▶ Stated goal A: Extract every line of the records that contains the string "carpet". Case counts, so only exact-case matches qualify.

▶ Text section:

Film, discussion to focus on good-food revolution

Film, discussion to focus on good-food revolution
August 08
00:00 2013

“Edible City: Grow the Revolution,” a fast-paced documentary that looks at the good food movement that has begun to spread across the country and around the world, will be screened on Tuesday, Aug. 13 at 7 p.m. at The Enterprise Conference Center, 1922 Martin Luther King Jr. Drive.

The free showing of the 70-minute film is part of the Foodways & Roadways Documentary Film Series, which is a joint effort between the Translational Science Institute and the Wake Forest University’s Documentary Film program. Foodways & Roadways also chronicles the changing food environment in Winston-Salem the last few decades.

“Edible City” tells the stories of a diverse cast of extraordinary and sometimes eccentric people who are doing something revolutionary to transform their communities by creating healthy, sustainable local food systems. The film explores how people are digging in the dirt to create transformative work that ranges from edible education to grassroots activism to building local economies. Inspirational, down-to-earth and a bit quirky, “Edible City” captures the spirit of a movement that’s making real change and doing something truly revolutionary.

▶ Stated goal B: Restate the paragraph of the screening announcement that begins "The free showing of the 70-minute film" as a short bulleted list that keeps its main facts.

▶ Data for this exercise:
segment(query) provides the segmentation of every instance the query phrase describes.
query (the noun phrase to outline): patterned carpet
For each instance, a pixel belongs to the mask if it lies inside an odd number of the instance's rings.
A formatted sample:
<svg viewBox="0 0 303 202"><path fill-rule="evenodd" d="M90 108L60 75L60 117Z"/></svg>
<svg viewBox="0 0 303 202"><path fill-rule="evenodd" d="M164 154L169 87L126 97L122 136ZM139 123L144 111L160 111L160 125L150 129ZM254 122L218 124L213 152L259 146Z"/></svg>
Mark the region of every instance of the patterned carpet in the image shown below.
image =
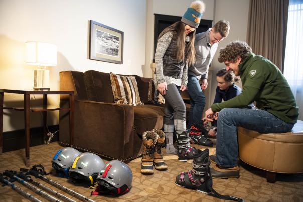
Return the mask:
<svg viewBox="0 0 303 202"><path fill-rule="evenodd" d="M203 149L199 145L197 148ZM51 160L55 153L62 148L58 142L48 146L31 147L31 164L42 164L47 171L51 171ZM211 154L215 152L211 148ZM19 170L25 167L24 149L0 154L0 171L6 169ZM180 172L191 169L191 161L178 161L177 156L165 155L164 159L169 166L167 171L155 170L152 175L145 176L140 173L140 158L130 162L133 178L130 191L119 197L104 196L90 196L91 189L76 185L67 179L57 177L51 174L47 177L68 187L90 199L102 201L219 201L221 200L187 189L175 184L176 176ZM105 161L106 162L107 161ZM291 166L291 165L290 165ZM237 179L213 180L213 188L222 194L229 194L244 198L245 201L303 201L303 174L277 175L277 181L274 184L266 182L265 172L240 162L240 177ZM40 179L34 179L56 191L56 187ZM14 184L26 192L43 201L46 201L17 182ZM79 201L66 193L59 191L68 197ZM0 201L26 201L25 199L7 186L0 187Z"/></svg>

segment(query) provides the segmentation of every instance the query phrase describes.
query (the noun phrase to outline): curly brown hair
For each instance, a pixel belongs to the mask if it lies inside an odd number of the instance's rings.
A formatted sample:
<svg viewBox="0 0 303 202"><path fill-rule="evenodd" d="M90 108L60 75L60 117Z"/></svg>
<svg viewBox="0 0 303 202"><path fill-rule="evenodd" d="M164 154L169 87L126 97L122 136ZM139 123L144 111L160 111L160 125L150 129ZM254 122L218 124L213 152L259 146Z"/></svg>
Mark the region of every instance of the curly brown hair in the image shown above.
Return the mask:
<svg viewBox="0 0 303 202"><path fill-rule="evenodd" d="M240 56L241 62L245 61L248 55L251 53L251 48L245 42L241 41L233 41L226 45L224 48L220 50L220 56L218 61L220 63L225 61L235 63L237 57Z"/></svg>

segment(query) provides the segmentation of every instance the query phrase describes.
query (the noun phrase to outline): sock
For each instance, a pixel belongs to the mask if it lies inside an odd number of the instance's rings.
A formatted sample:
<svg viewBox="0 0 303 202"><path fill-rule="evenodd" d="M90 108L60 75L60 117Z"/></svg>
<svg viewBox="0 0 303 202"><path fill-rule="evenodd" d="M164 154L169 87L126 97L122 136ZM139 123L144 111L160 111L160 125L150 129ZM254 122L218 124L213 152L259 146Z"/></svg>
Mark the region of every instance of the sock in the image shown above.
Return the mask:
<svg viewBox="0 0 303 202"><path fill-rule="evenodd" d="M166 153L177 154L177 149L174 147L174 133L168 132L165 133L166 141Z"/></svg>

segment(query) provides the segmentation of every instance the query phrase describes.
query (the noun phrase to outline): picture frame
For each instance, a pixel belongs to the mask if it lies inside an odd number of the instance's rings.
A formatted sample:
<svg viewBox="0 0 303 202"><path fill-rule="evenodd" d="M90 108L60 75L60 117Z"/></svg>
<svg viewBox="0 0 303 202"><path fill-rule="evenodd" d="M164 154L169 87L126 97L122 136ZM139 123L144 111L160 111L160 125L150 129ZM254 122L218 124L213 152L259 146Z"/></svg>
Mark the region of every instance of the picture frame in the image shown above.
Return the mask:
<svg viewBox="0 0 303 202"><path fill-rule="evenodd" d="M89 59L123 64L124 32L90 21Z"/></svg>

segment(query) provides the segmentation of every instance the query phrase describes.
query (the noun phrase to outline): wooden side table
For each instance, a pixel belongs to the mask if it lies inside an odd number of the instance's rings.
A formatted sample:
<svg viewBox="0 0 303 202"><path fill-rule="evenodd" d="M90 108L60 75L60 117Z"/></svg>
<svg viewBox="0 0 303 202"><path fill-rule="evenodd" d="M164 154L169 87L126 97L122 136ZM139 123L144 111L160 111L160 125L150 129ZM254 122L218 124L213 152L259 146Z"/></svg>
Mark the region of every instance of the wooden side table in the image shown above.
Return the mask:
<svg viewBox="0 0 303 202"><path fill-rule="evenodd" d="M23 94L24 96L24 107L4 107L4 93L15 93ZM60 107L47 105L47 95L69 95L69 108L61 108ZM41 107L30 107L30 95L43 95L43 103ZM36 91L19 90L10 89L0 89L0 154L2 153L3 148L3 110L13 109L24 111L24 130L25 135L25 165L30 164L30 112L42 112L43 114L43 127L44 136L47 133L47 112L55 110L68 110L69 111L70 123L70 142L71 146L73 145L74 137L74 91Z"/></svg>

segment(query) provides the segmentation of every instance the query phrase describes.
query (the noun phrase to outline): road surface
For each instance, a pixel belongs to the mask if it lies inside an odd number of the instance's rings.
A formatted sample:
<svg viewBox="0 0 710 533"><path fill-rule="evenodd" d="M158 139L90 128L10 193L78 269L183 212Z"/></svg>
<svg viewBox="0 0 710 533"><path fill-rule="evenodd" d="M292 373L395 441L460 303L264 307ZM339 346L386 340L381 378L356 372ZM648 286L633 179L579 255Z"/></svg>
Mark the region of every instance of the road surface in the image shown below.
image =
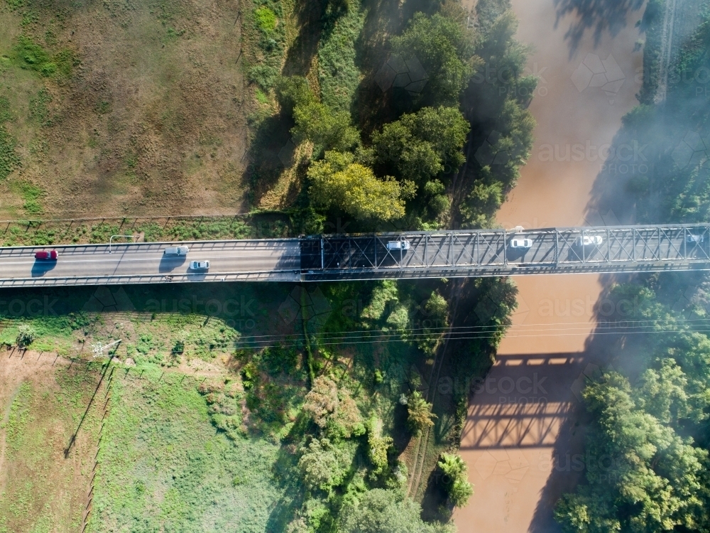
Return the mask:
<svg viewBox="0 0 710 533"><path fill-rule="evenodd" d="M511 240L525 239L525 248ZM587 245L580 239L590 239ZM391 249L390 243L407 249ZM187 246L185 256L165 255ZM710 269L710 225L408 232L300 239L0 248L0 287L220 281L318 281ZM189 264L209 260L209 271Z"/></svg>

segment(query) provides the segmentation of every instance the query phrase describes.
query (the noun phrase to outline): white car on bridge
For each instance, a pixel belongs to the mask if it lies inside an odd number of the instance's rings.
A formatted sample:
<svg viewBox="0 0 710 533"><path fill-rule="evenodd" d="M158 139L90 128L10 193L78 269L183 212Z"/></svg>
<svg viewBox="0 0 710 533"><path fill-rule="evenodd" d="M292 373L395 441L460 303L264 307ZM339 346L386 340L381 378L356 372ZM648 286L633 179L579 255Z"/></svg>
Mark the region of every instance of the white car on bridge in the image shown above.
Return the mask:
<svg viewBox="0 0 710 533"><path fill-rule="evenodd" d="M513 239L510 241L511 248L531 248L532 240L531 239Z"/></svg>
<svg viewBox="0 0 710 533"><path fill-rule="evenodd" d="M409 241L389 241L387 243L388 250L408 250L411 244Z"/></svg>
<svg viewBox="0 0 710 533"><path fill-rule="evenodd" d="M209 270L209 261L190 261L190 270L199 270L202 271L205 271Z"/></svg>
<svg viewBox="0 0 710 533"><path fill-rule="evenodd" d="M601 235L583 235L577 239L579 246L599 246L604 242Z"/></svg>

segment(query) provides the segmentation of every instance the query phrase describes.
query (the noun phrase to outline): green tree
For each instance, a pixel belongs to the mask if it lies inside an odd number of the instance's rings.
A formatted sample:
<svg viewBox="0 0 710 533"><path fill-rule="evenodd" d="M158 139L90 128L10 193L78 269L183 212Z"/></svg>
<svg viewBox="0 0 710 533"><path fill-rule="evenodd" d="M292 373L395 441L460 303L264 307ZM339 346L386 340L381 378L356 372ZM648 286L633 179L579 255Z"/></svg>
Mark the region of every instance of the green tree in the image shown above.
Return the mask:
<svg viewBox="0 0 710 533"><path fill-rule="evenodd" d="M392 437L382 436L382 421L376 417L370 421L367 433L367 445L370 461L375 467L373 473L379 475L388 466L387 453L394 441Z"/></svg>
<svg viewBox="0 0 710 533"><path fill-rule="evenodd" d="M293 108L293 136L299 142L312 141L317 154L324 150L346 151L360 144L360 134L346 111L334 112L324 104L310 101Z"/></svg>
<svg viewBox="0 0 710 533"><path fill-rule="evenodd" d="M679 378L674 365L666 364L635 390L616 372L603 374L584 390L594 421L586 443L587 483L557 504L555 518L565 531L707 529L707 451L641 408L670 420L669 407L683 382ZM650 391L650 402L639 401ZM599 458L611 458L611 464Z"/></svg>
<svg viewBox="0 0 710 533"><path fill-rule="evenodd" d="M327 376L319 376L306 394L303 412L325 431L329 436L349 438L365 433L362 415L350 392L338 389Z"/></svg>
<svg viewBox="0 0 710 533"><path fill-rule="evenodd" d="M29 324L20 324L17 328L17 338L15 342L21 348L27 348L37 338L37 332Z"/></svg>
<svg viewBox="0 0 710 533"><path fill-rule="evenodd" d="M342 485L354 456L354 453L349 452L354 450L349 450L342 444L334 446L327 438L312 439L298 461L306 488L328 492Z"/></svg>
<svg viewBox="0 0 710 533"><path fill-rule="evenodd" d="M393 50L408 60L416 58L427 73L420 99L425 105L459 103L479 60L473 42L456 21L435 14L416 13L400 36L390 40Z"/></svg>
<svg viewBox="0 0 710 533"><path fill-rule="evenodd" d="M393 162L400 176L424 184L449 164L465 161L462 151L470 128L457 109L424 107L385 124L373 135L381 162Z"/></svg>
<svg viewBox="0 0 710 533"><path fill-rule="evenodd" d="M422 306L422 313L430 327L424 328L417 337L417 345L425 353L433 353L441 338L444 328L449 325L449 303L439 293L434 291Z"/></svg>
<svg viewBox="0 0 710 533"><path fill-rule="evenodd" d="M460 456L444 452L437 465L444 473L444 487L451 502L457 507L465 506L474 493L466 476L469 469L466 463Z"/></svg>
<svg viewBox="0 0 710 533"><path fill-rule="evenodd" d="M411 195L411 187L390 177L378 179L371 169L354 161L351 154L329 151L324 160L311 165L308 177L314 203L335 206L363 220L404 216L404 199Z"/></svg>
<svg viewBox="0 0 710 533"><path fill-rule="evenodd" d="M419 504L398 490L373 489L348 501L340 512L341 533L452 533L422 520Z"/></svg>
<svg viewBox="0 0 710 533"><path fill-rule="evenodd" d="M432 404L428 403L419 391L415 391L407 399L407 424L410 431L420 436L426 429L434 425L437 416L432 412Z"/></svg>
...
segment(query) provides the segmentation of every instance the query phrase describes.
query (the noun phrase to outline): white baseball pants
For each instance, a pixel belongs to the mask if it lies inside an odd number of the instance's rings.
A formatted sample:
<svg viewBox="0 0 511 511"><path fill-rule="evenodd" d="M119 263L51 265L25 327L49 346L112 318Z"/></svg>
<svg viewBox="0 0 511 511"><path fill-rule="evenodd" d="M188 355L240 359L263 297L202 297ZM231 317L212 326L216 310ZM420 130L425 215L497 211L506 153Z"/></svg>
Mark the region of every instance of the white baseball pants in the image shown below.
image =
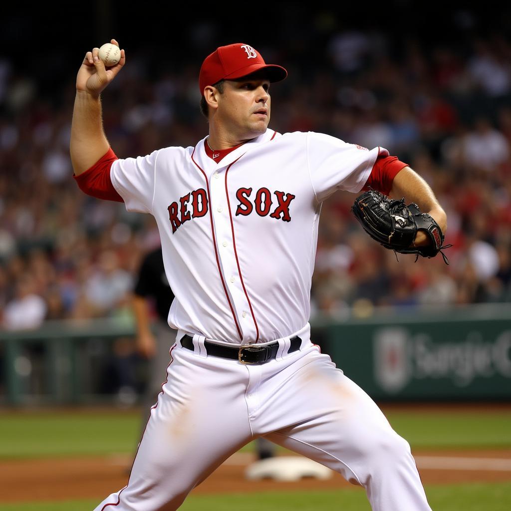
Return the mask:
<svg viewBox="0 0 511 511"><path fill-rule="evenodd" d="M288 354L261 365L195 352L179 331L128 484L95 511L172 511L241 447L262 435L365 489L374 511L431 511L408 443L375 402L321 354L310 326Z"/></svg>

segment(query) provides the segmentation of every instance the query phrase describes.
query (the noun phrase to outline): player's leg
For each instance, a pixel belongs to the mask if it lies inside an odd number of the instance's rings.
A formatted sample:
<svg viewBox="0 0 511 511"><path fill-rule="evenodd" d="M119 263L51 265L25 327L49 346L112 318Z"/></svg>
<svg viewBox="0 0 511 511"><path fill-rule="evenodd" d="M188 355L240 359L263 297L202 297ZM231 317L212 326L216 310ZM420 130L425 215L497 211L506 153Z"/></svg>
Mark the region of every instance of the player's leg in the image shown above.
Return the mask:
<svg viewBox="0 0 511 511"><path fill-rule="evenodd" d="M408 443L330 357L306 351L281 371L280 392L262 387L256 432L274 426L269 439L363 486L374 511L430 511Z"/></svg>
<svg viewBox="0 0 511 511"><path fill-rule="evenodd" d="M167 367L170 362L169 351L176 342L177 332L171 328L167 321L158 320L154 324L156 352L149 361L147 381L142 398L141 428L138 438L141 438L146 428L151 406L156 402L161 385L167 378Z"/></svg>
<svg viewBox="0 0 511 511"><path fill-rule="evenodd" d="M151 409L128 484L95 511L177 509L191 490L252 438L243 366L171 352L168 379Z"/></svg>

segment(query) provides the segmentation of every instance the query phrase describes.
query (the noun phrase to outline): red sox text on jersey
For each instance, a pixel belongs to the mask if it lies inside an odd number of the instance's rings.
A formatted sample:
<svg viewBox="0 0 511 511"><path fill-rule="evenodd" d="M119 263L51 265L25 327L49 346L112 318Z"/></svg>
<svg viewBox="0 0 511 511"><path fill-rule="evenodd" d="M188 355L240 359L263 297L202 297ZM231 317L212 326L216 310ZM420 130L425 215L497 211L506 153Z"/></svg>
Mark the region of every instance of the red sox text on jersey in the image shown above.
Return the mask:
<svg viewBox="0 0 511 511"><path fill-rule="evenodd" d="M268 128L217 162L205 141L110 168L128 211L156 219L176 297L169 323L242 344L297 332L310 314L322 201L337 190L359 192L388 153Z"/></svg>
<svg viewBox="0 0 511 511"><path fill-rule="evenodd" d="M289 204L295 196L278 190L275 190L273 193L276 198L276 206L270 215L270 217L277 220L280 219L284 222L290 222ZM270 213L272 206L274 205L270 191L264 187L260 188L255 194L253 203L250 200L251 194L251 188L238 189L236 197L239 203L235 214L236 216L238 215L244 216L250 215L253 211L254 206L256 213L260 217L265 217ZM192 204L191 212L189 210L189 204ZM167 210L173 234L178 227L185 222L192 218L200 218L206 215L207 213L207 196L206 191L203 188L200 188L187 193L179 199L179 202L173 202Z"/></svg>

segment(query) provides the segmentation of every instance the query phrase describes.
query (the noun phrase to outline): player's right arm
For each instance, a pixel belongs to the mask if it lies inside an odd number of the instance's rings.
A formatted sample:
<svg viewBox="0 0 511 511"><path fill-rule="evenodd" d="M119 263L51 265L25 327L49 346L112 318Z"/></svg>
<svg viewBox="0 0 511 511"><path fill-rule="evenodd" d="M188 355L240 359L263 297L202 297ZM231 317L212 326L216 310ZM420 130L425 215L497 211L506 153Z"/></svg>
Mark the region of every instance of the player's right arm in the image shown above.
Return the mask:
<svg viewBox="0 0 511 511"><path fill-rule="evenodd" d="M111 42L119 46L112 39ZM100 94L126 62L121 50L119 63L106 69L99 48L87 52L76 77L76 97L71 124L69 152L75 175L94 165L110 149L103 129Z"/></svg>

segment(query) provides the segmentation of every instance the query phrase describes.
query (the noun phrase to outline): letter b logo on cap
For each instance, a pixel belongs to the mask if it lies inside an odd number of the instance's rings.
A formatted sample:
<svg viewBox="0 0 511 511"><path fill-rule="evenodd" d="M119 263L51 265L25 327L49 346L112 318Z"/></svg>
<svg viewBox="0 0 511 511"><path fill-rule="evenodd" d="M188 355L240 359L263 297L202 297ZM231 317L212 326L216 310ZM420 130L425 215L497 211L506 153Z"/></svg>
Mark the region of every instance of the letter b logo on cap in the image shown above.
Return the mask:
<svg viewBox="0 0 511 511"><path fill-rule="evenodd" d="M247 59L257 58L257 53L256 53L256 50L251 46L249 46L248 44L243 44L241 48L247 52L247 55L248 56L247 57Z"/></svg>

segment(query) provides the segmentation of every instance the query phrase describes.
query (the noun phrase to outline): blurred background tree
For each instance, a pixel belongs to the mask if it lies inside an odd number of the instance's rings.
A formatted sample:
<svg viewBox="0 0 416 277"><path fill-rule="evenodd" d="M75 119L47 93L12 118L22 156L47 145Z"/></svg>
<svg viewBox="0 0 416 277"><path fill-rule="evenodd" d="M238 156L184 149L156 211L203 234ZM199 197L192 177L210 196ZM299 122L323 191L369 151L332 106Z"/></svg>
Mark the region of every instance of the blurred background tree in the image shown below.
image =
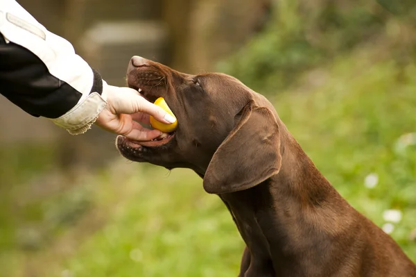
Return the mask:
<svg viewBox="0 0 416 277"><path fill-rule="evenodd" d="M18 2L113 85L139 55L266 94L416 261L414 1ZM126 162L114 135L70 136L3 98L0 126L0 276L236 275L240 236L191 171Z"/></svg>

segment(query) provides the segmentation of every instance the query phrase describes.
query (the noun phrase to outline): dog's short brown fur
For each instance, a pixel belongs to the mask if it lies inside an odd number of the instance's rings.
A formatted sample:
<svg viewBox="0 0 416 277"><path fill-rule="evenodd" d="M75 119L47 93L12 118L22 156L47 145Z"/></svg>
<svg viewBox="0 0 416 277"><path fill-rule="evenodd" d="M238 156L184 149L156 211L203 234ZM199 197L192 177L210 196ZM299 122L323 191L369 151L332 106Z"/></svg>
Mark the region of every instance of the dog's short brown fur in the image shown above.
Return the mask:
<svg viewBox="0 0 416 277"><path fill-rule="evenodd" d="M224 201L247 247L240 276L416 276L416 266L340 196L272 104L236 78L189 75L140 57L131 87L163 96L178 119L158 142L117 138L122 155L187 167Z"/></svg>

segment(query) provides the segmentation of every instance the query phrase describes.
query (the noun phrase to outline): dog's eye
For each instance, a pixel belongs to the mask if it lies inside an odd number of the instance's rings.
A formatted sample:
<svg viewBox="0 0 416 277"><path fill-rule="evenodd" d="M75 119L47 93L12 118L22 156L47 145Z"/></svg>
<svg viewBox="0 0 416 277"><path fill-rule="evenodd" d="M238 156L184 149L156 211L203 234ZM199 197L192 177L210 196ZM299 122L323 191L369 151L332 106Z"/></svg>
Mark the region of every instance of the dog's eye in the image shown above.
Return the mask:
---
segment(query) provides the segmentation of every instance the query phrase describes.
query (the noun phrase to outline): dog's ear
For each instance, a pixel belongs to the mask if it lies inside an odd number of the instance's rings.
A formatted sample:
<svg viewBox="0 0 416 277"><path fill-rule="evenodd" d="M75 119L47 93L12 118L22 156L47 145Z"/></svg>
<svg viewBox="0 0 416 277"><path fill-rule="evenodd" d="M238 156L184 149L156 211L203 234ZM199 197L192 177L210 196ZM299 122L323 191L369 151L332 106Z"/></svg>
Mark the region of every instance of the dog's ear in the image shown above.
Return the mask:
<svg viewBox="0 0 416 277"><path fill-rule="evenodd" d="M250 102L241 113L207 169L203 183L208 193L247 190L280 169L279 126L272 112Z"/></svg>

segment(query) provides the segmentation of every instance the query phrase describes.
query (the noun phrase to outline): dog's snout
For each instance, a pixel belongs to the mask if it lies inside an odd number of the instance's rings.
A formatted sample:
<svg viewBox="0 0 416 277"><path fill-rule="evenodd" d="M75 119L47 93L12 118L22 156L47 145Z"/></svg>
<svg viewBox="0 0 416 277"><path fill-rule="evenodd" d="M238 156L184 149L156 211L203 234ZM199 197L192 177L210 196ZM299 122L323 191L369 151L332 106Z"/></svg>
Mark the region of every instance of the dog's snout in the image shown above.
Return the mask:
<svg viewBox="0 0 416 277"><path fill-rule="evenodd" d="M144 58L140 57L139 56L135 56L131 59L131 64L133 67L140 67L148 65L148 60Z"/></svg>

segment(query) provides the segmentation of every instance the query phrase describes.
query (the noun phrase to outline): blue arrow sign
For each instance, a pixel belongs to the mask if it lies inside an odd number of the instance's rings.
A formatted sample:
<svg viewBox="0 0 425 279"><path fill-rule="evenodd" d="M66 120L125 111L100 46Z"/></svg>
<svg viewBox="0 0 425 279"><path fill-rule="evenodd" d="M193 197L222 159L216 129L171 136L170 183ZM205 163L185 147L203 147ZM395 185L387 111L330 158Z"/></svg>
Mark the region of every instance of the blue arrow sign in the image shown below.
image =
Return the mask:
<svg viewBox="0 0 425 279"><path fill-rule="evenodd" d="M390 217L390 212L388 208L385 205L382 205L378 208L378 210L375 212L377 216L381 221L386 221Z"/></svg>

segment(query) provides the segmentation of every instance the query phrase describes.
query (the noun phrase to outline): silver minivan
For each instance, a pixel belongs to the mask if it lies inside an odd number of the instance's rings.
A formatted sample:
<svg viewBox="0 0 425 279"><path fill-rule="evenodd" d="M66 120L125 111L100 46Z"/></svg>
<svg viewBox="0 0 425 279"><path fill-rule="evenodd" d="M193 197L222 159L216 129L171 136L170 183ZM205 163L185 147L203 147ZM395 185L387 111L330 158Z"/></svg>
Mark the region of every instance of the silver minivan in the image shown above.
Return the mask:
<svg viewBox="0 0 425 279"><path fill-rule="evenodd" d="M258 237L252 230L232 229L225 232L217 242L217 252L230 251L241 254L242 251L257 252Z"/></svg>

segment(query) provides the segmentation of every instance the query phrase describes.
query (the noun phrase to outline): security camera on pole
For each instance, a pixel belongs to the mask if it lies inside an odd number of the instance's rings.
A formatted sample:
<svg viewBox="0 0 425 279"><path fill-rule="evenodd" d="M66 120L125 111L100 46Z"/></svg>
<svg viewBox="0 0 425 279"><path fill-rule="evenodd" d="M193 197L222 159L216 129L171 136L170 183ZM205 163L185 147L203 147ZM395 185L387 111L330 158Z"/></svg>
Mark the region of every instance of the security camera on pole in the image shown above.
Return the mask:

▶ Problem solution A:
query (the noun phrase to outline): patterned carpet
Mark the region of every instance of the patterned carpet in the image shown below.

▶ Problem solution B:
- The showing is free, and the film runs 70 minutes.
- It is part of the Foodways & Roadways Documentary Film Series.
- The series is a joint effort between the Translational Science Institute and Wake Forest University's Documentary Film program.
- The series also chronicles how the food environment in Winston-Salem has changed over the last few decades.